◆ Exercise task ◆
Reproduce every one of the rows below word for word, leaving nothing out and changing nothing.

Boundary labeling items
──────
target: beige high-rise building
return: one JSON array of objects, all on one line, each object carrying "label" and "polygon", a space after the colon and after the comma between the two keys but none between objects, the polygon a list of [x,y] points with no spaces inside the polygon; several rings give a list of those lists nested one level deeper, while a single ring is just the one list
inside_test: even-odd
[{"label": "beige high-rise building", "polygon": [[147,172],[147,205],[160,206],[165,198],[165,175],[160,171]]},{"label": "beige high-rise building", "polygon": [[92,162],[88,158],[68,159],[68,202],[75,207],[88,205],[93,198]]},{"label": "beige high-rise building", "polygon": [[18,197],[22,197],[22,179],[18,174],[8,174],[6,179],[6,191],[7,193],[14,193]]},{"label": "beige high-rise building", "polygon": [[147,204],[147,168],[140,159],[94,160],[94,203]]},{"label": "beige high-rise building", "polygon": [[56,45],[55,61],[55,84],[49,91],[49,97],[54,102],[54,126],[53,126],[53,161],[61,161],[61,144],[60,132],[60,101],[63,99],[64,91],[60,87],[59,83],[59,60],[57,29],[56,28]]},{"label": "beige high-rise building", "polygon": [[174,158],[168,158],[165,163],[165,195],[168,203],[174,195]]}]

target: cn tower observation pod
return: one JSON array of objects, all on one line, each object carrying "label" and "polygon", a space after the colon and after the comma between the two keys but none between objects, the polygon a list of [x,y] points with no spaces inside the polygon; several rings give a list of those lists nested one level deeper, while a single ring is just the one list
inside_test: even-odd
──────
◆ Response ◆
target: beige high-rise building
return: one JSON array of objects, all on one line, each object carrying "label" and "polygon", a space after the colon and after the comma between the two keys but none between objects, the polygon a list of [x,y] points with no spaces inside the polygon; several rings give a list of those lists nested one level deeper, while a single ring is just the one list
inside_test: even-odd
[{"label": "beige high-rise building", "polygon": [[147,172],[147,205],[160,206],[165,198],[165,175],[160,171]]},{"label": "beige high-rise building", "polygon": [[92,162],[88,158],[68,159],[68,202],[75,207],[88,205],[93,198]]},{"label": "beige high-rise building", "polygon": [[18,197],[22,197],[22,179],[18,174],[8,174],[6,179],[6,191],[7,193],[14,193]]},{"label": "beige high-rise building", "polygon": [[147,204],[147,168],[140,159],[94,160],[94,203]]},{"label": "beige high-rise building", "polygon": [[56,45],[55,61],[55,84],[49,91],[49,97],[54,102],[54,126],[53,126],[53,161],[61,161],[61,144],[60,132],[60,101],[63,99],[64,91],[60,87],[59,83],[59,60],[57,29],[56,28]]},{"label": "beige high-rise building", "polygon": [[174,158],[168,158],[165,163],[165,195],[168,203],[174,195]]}]

target: cn tower observation pod
return: one JSON array of objects, all on one line, each object carrying "label" and "polygon", a space after the colon and after the comma between the two keys but none between objects, the polygon a list of [x,y] points with no spaces inside the polygon; several rings give a list of those lists nested one level deeper, while a single ring is just the one list
inside_test: even-odd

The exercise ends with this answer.